• _Consigne_
Repérez dans le matériel ci-dessous chaque ligne contenant le mot « denim », puis recopiez ces lignes.

• _Matériel de l'exercice_
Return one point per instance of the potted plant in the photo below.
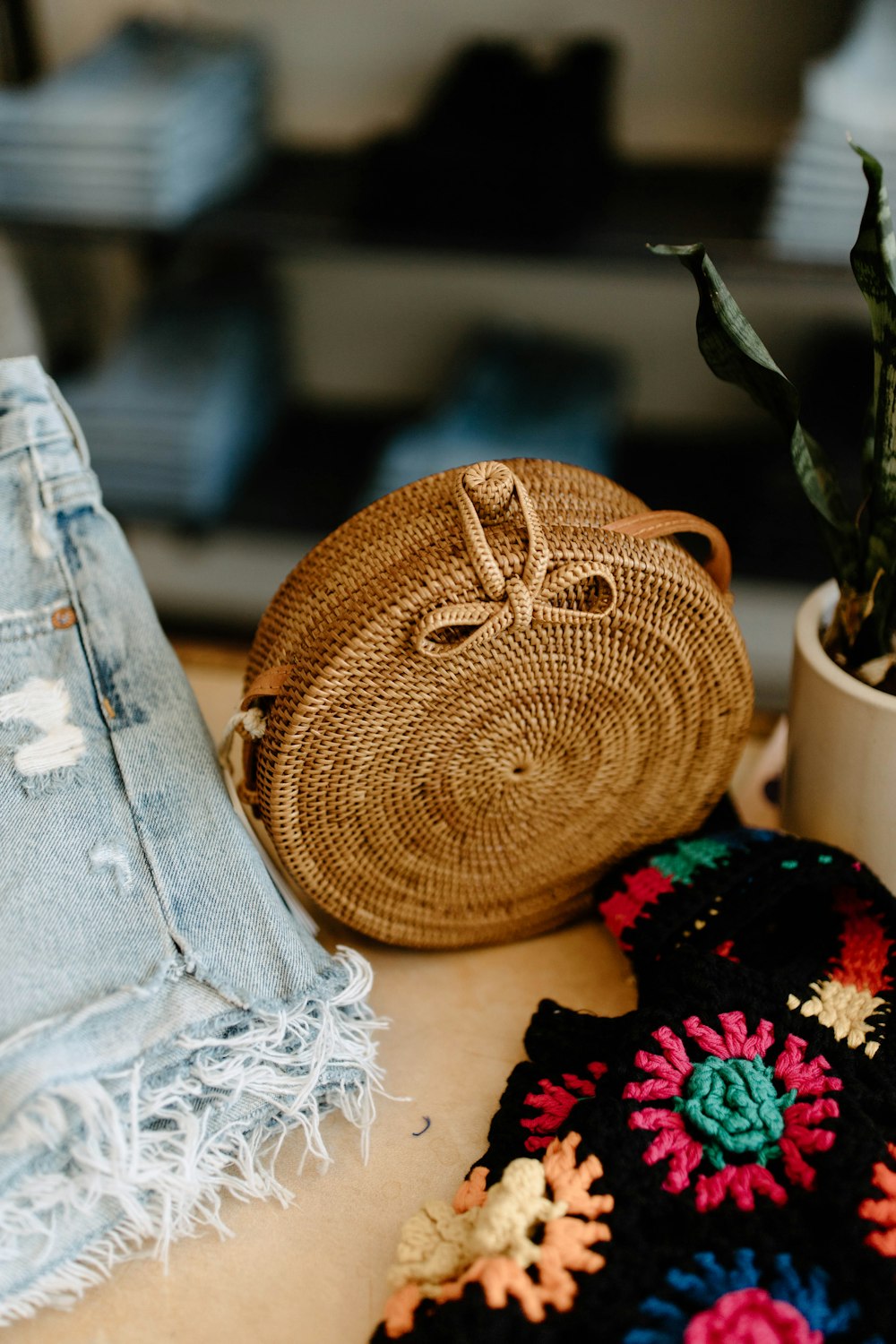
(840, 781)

==

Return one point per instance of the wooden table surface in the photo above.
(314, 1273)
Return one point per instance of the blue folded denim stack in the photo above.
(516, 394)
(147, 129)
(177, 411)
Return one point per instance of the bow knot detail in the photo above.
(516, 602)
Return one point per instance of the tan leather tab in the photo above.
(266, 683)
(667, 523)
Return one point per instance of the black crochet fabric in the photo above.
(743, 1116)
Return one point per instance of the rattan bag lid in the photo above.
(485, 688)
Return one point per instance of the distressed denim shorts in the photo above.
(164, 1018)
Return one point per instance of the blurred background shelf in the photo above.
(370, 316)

• _Corrigé_
Return one point per instance of the blue folded denim stack in the photo above.
Return one point per instance of the distressed denim shorts in the photo above.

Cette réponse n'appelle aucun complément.